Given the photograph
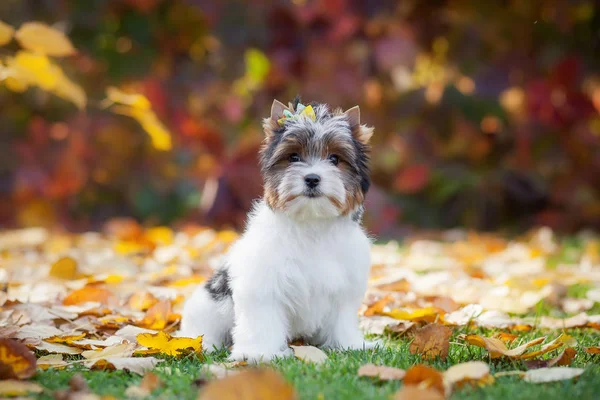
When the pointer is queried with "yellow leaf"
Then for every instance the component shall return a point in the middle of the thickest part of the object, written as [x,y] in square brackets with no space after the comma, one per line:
[88,294]
[16,360]
[173,346]
[428,314]
[160,235]
[13,388]
[137,101]
[67,339]
[497,348]
[6,33]
[41,38]
[65,268]
[159,135]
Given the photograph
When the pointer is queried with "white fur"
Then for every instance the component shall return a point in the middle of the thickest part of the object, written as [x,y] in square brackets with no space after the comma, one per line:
[293,275]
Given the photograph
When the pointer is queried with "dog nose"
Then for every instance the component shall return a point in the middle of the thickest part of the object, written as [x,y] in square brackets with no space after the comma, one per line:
[312,180]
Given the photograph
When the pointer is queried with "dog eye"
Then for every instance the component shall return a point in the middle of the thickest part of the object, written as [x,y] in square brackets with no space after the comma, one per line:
[335,160]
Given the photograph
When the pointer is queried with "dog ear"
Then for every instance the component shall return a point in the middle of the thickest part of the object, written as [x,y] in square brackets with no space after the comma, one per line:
[362,132]
[277,110]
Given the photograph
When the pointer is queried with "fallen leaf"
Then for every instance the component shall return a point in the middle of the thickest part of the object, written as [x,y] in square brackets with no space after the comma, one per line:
[6,33]
[57,348]
[89,294]
[418,393]
[142,301]
[149,383]
[256,384]
[158,316]
[64,268]
[381,372]
[309,354]
[543,375]
[13,388]
[16,360]
[41,38]
[431,341]
[120,350]
[51,361]
[425,377]
[565,358]
[139,365]
[497,348]
[560,341]
[472,372]
[66,339]
[166,344]
[592,350]
[379,324]
[428,314]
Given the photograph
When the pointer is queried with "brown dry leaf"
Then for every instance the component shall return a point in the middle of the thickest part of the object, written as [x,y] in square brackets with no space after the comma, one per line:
[142,301]
[13,388]
[309,354]
[255,384]
[565,358]
[66,339]
[544,375]
[381,372]
[51,361]
[164,343]
[158,316]
[497,348]
[120,350]
[64,268]
[378,306]
[43,39]
[6,33]
[89,294]
[16,360]
[592,350]
[428,314]
[58,348]
[472,372]
[149,383]
[418,393]
[425,377]
[139,365]
[560,341]
[431,341]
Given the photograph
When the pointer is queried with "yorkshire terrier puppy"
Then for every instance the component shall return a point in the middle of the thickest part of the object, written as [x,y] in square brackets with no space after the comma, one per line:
[300,269]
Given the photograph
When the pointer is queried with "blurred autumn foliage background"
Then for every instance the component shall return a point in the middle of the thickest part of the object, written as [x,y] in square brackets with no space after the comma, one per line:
[487,113]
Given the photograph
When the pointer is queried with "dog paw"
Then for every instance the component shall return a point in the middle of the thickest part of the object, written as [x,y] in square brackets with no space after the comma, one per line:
[256,357]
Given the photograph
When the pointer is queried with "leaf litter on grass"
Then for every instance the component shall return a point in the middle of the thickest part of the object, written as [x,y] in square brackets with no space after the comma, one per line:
[113,299]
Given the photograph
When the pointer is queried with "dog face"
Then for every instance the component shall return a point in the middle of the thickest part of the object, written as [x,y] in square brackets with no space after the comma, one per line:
[315,165]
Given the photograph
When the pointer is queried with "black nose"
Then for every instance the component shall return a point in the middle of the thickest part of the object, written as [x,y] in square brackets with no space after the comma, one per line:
[312,180]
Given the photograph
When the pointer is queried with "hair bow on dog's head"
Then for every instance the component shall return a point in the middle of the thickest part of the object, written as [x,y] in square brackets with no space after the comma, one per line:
[281,113]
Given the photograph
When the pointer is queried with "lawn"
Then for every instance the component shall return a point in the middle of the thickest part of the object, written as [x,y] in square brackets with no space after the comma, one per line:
[81,296]
[337,378]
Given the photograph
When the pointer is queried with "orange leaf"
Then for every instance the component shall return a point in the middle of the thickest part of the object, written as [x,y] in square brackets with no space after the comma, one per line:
[89,294]
[158,316]
[425,377]
[16,360]
[431,341]
[142,301]
[64,268]
[258,384]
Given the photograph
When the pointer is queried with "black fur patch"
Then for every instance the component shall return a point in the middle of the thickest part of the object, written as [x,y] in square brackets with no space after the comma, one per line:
[218,285]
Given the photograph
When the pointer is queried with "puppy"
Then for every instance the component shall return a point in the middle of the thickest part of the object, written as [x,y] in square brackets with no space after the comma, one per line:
[300,269]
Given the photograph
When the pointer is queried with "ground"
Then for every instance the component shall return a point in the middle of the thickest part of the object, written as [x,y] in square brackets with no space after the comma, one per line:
[337,378]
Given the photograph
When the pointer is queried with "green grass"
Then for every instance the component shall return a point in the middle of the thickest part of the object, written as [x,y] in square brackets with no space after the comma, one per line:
[337,379]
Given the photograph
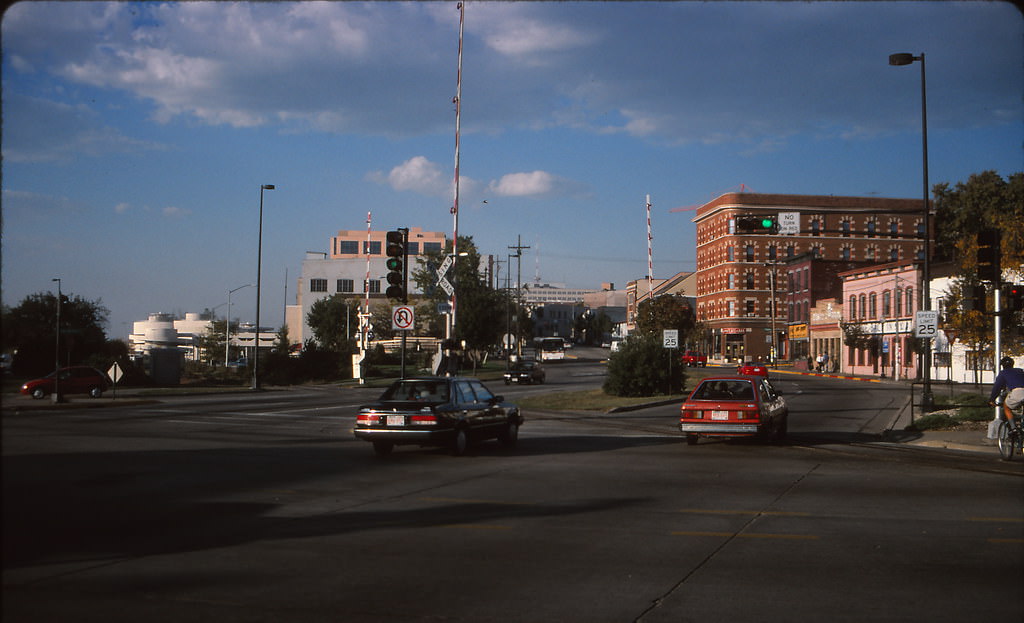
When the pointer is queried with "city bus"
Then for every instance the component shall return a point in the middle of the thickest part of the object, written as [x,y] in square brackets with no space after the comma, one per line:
[551,348]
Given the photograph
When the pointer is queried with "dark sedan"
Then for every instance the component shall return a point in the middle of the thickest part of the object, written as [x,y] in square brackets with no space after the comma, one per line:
[437,411]
[525,372]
^^^^^^^^^^^^^^^^
▶ **TO DO**: Reproduce the whole listing exactly, but not the images in it.

▶ **ANSWER TO THE TASK**:
Given the photograph
When the pointer is queried with "yellow leaf"
Then for every instance the component shall return a point in the middle of the thickest part of the object, written as [x,y] in square brackets with no space after the comma, one per line:
[88,294]
[16,360]
[173,346]
[428,314]
[160,235]
[13,388]
[137,101]
[67,339]
[497,348]
[6,33]
[41,38]
[65,268]
[159,135]
Given the photograph
When the pointer is queried with "white fur"
Then for every instance the component shall return a point in the middle of the thickest part of the object, written as [x,y] in square brackets with no space after the comma, one per line:
[293,275]
Given the photograph
When the pointer is queried with "dog nose"
Then for every instance the component shall return a point in the middle of the thickest part of the object, written as [x,y] in square brackets with no space after the comma, one per line:
[312,180]
Given the photograph
When the pointer is queried with "dog eye"
Then for every instance the component shall return a point in the middle of the thickest part of the object, written as [x,y] in square brackets with no space after the comma, one per line:
[335,160]
Given the photograph
When the pointer is queried with "dog ear"
Then for every instance the component shall return a point in the middle of the thickest part of the object, written as [x,y] in square brackets with no space after the comma, one per line:
[362,132]
[277,110]
Given the photograph
When the pointer is queried with "fallen leaf"
Then for every instance the component shall return a point in the middle of the thickest part of the object, written as [x,y] in square brackets with no space after the comma, one per line:
[6,33]
[57,348]
[89,294]
[418,393]
[142,301]
[149,383]
[256,384]
[158,316]
[64,268]
[381,372]
[309,354]
[543,375]
[13,388]
[16,360]
[41,38]
[431,341]
[120,350]
[51,361]
[425,377]
[565,358]
[139,365]
[497,348]
[560,341]
[472,372]
[66,339]
[166,344]
[592,350]
[379,324]
[428,314]
Given the photograph
When the pointer is queried with "brown dry leaf"
Then for every instance the component shall return a point in the middle of the thickest part of the object, written as [x,y] in square brackets with no space after the comma, one per line:
[142,301]
[13,388]
[309,354]
[255,384]
[565,358]
[66,339]
[544,375]
[381,372]
[51,361]
[164,343]
[158,316]
[497,348]
[120,350]
[64,268]
[378,306]
[43,39]
[6,33]
[89,294]
[16,360]
[592,350]
[428,314]
[58,348]
[472,372]
[149,383]
[418,393]
[425,377]
[139,365]
[560,341]
[431,341]
Given the photograph
When the pointer is queried with "yorkshire terrier puppy"
Then for every instance the component shall return a point in the middle of the thickest part of the object, written as [x,y] in square brackets with no space after the comma, one per line:
[300,269]
Given the photograph
When the pointer is queried with "blurred autumn foliage background"
Then for every instance the component shall return a point in the middle of the thickest part of the object, written as [x,y] in square brackets with no space after the comma, one per line:
[487,113]
Given the photograph
When the pointer is queried with "dog paw"
Then for every instance the component shall return a point in the middle of the thickest part of the object, written as [x,y] in square brackets with no space after the comma, one per line:
[256,357]
Given the photograph
When the pointer is queried with "leaf litter on grass"
Then for every instance the component shall return a point in the middle of the thickest part of the object, written as [x,y] in square brackets with no space after the comma, one per line:
[113,299]
Given the photograph
When the pointer is queried with "dog face"
Then for every instance the component shall return a point in the middle of the thickest part of the object, written as [x,y] in square brackets with no space after the comma, one per line:
[315,165]
Given the photograph
When the pointer is queried with "black nose"
Then for every instance the component shall return a point in the middle of the thickest part of the object, written as [x,y] in square brackets with no space after the comma, one per line:
[312,180]
Given the photograph
When the pointer is queried with "hair bow on dog's head"
Then for every instance the component shall return a point in the middle of the thickest part of the object, written as [x,y] in square brackets with no space after the comma, one per line:
[281,113]
Given the photograph
When the pointer is queried with "lawn"
Then for every instance the component shall return a point in the middle of the thickest part of the object, written as [x,y] in square brackets with no space after the comma, one per line:
[81,296]
[337,378]
Given the photograph
When the pointer is queried with "orange leaf"
Then for every instance the component shall return a point in the middle of the thickest part of the object, written as [x,y] in square brackets with no space after the comma, one per line:
[89,294]
[158,316]
[425,377]
[16,360]
[431,341]
[142,301]
[64,268]
[258,384]
Given the photograph
When the pointer is queried with "black fur patch"
Then for every instance the component shall return a point in the middle of the thickest part of the object, written as [x,y] in square brackets with no space after the comma, one per line:
[218,285]
Given the photograph
When the pointer is queried with "puppy"
Then for every instance the component shall return a point in the middle of the thickest part of the object, written as [x,y] in square brackets with no space after the comma, one per line:
[300,269]
Given the photograph
When the pointer is queried with "ground"
Then for every instance the component shall return a point in the middle of the thickest part of the object, written as [x,y] in square brackets with no space after the comma, one per line:
[337,378]
Given the photograph
When the pointer is queried with "green grass"
Then for every instance the component shall return a point in the middle of the thickest part of the object, written as [x,y] in square brackets with no space after the comma, one per line:
[337,379]
Given the photograph
When the pointer is queried with "city bus"
Then for every instance the component shall return a point in the middle of the thickest part of the object, written as [x,y] in square brackets with no space after the comma, one per line:
[551,348]
Given the photograph
When the pointer is queried with "dark sedan"
Then for every instance the component shall return a point in the middle of the thickest part of the object, written as [x,y] in square brackets with no space after the comma, one per line:
[437,411]
[525,372]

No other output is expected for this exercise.